Zu bearbeitende Aufgaben.
a) Kannst du aus dem Auszug über das US-Zahlungsbilanzdefizit wortgetreu die Stelle wiedergeben, die mit „Eine Schlüsselgröße ist“ beginnt und sich bis „wachsende Einfuhren befriedigt.“ erstreckt?
b) Wie lässt sich der Auszug über das US-Zahlungsbilanzdefizit in zwei Sätzen zusammenfassen?
c) Kannst du den Auszug über das US-Zahlungsbilanzdefizit im Anschluss an seinen letzten Satz fortsetzen?

##### Auszug

Eine Schlüsselgröße ist auch die exponentielle Zunahme des Zahlungsbilanzdefizits seit 1992.2 Ende 2000 belief sich der Fehlbetrag auf spektakuläre 420 Milliarden Dollar, das sind über 4 Prozent des BIP. Die Importe übersteigen die Exporte um 35 Prozent, und dieser Trend geht weiter. Dabei müssen wir uns in Erinnerung rufen, dass die Vereinigten Staaten bis 1981 eine Gläubigernation waren. Der Boom der letzten Jahren war dagegen eine kreditfinanzierte Veranstaltung, und die damit einhergehende Steigerung der Binnennachfrage wurde durch ständig wachsende Einfuhren befriedigt.

Es besteht wenig Hoffnung, dass sich das Handelsbilanzdefizit in den kommenden Monate reduzieren lässt. Das Wirtschaftswachstum verlangsamt sich in allen Ländern, die weltweiten Industriekapazitäten sind nur noch zu rund 66 Prozent ausgelastet – was einem Zehnjahrestiefstand entspricht –, und die Überbewertung des Dollar schadet der internationalen Wettbewerbsfähigkeit der US-Exporte. Die Eisen- und Stahlindustrie mag als Beispiel dienen. Die Stahlerzeuger hatten Grund zum Jubel, bis die Konjunktur in der Mitte der Neunzigerjahre einbrach. Die Folge waren wachsende Lagerbestände, rückläufige Einnahmen und – aufgrund des verschärften Wettbewerbs – sinkende Preise. Unter den elf führenden Stahlproduzenten der Welt rangieren die Vereinigten Staaten in puncto Produktivität an letzter Stelle.

##########
##### Einträge

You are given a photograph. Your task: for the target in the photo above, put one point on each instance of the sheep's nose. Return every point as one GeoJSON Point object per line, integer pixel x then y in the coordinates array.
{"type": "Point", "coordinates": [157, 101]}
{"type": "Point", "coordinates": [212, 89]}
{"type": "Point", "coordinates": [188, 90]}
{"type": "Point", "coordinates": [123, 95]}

##########

Antworten je Aufgabe.
a)
Eine Schlüsselgröße ist auch die exponentielle Zunahme des Zahlungsbilanzdefizits seit 1992.2 Ende 2000 belief sich der Fehlbetrag auf spektakuläre 420 Milliarden Dollar, das sind über 4 Prozent des BIP. Die Importe übersteigen die Exporte um 35 Prozent, und dieser Trend geht weiter. Dabei müssen wir uns in Erinnerung rufen, dass die Vereinigten Staaten bis 1981 eine Gläubigernation waren. Der Boom der letzten Jahren war dagegen eine kreditfinanzierte Veranstaltung, und die damit einhergehende Steigerung der Binnennachfrage wurde durch ständig wachsende Einfuhren befriedigt.

b) Das Zahlungsbilanzdefizit der Vereinigten Staaten ist seit 1992 exponentiell gewachsen und belief sich Ende 2000 auf 420 Milliarden Dollar, während der kreditfinanzierte Boom der letzten Jahre mit ständig wachsenden Einfuhren einherging. Auf eine baldige Verringerung des Handelsbilanzdefizits besteht wenig Hoffnung; zugleich verlangsamt sich das Wachstum überall, und der überbewertete Dollar schadet der Wettbewerbsfähigkeit der US-Exporte.

c)
Eine weitere Folge der Krise ist, dass sich der Handelskrieg verschärft. Derzeit klagt die US-Regierung wieder einmal, die amerikanische Stahlindustrie habe unter Dumping-Importen zu leiden, die angeblich die eigentliche Ursache von Betriebsschließungen und Entlassungen sind. Die Europäische Union wiederum wirft den Vereinigten Staaten nicht ohne Grund vor, die Einfuhrbeschränkungen bei manchen Stahlsorten verstoße gegen die Freihandelsbestimmungen. Südkorea hat aus diesem Grund bereits die Welthandelsorganisation eingeschaltet. Das Beispiel der Stahlindustrie verdeutlicht, dass der US-amerikanische Kapitalismus trotz milliardenschwerer Exportsubventionen nicht in der Lage ist, der Weltmarktkonkurrenz standzuhalten.

Der US-Kapitalismus hängt am Tropf der Verschuldung, zum Überleben braucht er Finanzspritzen in Höhe von jährlich 400 bis 500 Milliarden Dollar. Dass das Finanzministerium am dogmatischen Ziel eines „starken Dollar“ festhält und dass diese Strategie von der gesamten politischen Klasse unterstützt wird, dient einzig dem Zweck, Auslandskapital anzuziehen, von dem die US-amerikanische Wirtschaft immer stärker abhängig geworden ist. Sogar die Federal Reserve Bank räumt ein, dass die höhere Rendite auf den US-Märkten eine der Hauptantriebskräfte der Akkumulation ist, da sie die ausländischen Kapitalisten zu Investitionen in die US-Wirtschaft anhält. Nur so lässt sich die gewaltige Welle der Unternehmensfusionen und -übernahmen erklären, die in den letzten Jahren stattgefunden haben.

Die US-Volkswirtschaft bindet derzeit 80 Prozent der weltweiten Ersparnisse. Nach Angaben des US-Handelsministeriums wuchsen die Ausgaben ausländischer Investoren im ersten Quartal 1999 zweieinhalb Mal so schnell wie im Vergleichszeitraum 1995. Nun könnte man meinen, der Kurs des Greenbacks werde so lange nicht fallen, wie die Akteure der ausländischen Finanzfonds ihre immensen und immer weiter anwachsenden Dollarbestände halten.

Der beschleunigte Kursverfall an den Aktienmärkten wird diese windige Annahme wohl widerlegen. Boomende Finanzmärkte haben das Auslandskapital angezogen; ein Konjunktureinbruch genügt, und diese Gelder werden per Mausklick wieder abgezogen.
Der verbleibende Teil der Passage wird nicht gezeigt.